Task data:
○ ○ ○ ○ ○ ○ ○
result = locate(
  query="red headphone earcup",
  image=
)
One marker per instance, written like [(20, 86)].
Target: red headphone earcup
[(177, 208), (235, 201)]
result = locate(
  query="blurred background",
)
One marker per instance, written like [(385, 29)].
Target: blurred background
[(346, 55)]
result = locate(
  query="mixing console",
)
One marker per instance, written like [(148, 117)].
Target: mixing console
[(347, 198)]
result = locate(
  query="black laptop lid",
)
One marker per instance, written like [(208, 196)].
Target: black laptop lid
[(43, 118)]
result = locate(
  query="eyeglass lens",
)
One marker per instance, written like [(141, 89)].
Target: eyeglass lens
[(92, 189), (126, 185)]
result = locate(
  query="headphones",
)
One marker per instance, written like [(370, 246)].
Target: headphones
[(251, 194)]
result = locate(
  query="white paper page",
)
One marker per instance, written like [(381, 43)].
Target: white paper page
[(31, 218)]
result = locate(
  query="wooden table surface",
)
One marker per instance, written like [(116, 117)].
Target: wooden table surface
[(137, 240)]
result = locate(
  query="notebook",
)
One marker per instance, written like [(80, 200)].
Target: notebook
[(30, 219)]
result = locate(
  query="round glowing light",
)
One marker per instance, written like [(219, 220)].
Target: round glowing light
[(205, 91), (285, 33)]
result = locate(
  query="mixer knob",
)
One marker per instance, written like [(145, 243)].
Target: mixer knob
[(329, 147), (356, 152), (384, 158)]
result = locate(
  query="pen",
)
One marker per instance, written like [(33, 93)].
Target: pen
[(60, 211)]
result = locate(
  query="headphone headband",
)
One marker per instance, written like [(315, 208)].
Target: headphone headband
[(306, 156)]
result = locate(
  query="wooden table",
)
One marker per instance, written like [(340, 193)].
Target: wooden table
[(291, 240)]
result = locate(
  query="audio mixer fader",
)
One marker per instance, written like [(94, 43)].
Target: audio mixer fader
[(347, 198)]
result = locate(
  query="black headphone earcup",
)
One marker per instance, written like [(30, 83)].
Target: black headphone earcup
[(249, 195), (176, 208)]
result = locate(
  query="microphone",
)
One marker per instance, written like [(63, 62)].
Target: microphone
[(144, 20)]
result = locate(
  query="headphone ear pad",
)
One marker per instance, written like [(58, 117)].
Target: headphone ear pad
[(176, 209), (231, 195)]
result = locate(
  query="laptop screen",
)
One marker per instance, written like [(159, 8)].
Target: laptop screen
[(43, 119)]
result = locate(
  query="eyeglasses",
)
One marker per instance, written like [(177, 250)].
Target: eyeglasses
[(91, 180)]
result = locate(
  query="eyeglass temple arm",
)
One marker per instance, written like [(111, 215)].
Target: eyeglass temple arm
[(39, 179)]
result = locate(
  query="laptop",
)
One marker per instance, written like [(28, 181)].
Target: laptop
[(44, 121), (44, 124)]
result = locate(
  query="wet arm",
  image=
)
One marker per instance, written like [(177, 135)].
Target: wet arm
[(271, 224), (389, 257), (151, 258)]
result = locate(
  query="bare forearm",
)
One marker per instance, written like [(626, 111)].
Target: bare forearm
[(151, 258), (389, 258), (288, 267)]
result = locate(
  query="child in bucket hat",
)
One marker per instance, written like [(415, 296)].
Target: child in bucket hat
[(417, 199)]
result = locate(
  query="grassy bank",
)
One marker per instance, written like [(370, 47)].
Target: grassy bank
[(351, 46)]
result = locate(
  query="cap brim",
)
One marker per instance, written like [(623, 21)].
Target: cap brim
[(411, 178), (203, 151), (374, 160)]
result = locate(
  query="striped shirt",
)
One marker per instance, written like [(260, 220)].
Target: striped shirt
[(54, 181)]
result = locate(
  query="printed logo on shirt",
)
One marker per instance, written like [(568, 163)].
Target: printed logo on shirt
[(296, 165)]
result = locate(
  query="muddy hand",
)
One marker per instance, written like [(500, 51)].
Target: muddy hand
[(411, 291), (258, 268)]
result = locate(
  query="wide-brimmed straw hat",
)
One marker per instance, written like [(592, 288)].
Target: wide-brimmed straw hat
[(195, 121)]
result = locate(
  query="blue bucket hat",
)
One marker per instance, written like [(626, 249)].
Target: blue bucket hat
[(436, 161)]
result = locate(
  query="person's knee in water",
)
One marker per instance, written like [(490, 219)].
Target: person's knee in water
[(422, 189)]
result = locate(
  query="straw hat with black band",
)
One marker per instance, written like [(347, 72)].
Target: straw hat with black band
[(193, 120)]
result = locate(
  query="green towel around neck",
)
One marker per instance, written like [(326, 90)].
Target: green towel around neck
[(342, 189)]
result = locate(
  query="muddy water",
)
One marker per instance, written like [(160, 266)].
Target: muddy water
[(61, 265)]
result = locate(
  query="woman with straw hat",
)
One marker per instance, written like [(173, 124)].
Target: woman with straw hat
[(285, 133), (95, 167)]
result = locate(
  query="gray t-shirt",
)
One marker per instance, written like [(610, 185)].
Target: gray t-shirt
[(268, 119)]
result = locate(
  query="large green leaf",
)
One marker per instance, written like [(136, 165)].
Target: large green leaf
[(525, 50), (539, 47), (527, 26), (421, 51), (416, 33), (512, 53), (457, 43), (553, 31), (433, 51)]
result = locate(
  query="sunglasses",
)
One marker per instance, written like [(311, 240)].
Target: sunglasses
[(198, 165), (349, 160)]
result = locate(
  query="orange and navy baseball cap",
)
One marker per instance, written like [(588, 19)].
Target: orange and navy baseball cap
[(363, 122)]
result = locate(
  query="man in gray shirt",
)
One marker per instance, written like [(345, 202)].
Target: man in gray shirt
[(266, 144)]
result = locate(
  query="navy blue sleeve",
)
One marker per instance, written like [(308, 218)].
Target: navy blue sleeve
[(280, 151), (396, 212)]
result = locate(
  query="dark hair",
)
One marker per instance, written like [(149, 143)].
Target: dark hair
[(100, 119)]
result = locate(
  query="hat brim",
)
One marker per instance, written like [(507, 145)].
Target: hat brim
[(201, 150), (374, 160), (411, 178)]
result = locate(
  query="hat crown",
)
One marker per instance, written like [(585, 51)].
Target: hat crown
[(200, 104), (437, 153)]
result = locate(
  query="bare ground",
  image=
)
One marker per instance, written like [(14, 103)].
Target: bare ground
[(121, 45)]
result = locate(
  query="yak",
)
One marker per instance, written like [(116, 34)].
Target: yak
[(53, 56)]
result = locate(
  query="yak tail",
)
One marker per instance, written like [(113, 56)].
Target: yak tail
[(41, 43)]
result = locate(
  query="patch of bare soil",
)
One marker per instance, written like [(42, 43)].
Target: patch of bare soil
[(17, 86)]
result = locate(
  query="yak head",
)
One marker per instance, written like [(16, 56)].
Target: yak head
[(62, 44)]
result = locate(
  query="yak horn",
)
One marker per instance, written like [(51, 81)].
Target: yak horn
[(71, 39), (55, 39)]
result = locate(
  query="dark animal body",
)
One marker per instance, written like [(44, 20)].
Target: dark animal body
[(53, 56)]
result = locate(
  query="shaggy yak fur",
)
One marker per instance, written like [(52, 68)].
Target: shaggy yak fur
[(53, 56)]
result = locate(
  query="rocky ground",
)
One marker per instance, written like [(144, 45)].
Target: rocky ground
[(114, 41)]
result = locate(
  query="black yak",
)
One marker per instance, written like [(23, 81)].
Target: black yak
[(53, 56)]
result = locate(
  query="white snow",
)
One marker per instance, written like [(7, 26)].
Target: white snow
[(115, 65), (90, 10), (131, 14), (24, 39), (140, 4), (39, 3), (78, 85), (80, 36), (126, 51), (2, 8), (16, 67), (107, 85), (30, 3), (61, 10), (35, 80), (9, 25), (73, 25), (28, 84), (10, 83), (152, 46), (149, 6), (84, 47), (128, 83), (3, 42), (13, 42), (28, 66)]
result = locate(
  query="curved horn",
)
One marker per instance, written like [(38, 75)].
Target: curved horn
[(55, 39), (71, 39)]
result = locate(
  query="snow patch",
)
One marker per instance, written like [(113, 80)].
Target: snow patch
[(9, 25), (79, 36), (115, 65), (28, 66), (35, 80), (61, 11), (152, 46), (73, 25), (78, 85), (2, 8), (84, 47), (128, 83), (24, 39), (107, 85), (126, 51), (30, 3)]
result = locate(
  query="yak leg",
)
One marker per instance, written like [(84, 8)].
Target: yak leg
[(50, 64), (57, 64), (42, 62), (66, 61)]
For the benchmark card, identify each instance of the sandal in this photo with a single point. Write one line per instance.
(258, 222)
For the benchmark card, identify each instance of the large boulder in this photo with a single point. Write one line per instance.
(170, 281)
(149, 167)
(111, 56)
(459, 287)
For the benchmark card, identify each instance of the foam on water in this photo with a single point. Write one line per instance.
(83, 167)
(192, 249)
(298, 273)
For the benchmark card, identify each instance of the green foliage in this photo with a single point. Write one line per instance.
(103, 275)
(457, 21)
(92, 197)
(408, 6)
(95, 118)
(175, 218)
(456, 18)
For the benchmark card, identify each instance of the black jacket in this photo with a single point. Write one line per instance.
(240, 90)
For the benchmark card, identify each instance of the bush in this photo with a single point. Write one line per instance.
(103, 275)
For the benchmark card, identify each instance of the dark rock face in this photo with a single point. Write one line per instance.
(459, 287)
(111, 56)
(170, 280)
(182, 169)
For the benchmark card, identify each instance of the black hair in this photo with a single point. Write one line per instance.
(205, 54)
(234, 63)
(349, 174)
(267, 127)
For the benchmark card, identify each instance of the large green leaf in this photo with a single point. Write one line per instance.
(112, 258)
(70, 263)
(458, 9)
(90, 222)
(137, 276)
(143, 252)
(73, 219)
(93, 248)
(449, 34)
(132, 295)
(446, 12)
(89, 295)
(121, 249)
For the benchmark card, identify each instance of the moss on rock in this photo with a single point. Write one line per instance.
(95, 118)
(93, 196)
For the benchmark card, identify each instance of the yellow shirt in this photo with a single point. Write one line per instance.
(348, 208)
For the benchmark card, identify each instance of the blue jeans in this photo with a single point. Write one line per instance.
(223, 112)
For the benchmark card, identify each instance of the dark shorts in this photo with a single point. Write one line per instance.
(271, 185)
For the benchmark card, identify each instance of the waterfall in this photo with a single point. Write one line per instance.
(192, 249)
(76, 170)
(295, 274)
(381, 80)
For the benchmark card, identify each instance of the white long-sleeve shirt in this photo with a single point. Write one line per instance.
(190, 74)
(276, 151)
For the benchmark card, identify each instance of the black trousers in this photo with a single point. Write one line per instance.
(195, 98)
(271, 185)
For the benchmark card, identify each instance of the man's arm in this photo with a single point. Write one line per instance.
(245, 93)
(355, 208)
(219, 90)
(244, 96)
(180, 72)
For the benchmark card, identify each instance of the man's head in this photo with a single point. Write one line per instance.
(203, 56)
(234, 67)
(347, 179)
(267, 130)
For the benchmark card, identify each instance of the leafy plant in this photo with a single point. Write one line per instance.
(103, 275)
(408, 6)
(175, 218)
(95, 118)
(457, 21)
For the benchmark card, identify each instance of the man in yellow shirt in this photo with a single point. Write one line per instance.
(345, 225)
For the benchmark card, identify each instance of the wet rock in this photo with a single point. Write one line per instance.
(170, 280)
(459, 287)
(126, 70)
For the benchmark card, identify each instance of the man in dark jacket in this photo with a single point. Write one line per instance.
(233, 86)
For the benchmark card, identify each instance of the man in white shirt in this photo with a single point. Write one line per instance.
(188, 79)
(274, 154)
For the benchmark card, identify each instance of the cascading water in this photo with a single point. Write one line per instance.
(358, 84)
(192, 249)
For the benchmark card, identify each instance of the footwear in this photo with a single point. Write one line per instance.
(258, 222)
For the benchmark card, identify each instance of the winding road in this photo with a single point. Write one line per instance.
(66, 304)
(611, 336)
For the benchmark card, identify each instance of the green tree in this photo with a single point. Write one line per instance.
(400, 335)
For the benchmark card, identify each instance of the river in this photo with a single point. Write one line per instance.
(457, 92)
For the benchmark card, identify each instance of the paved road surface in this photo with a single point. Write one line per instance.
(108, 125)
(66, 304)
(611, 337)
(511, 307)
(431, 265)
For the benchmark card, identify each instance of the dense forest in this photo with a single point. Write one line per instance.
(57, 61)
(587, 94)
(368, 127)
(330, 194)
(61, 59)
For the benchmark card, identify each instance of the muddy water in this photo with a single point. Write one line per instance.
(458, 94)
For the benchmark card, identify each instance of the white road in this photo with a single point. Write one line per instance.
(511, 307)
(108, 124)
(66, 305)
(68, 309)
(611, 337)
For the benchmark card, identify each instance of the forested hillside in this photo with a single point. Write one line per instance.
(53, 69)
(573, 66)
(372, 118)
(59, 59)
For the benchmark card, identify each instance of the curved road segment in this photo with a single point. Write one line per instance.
○ ○ ○ ○ ○ ○ ○
Written problem: Rewrite the listing from its first line through the line containing "[(205, 91), (285, 33)]", inclusive, replacing "Target" with "Object" and changing nothing else.

Task solution:
result = locate(
  query="red headphone earcup",
  image=
)
One marker per instance, written like [(20, 86)].
Object: red headphone earcup
[(177, 208), (235, 201)]
result = locate(
  query="blurred background",
)
One marker per instance, written like [(385, 29)].
Object: blurred background
[(346, 55)]
result = locate(
  query="mixing console",
)
One marker per instance, written like [(148, 117)].
Object: mixing console
[(347, 198)]
result = locate(
  query="black laptop lid",
)
One marker per instance, written like [(208, 196)].
Object: black laptop lid
[(43, 118)]
result = locate(
  query="eyeglass lens",
)
One marker per instance, written like [(141, 89)].
Object: eyeglass lens
[(92, 189), (126, 185)]
result = locate(
  query="headphones",
)
One marker per instance, written like [(370, 246)].
Object: headphones
[(251, 194)]
result = locate(
  query="white paper page",
)
One marker per instance, written like [(381, 43)].
Object: white paper page
[(31, 218)]
result = locate(
  query="wooden table surface",
)
One marker per instance, written like [(116, 117)].
Object: wooden table surface
[(137, 240)]
result = locate(
  query="notebook",
)
One marker per instance, written like [(80, 200)].
Object: notebook
[(30, 219)]
result = locate(
  query="round glowing light",
)
One marker per instance, written like [(219, 220)].
Object: round glowing light
[(205, 91), (285, 33)]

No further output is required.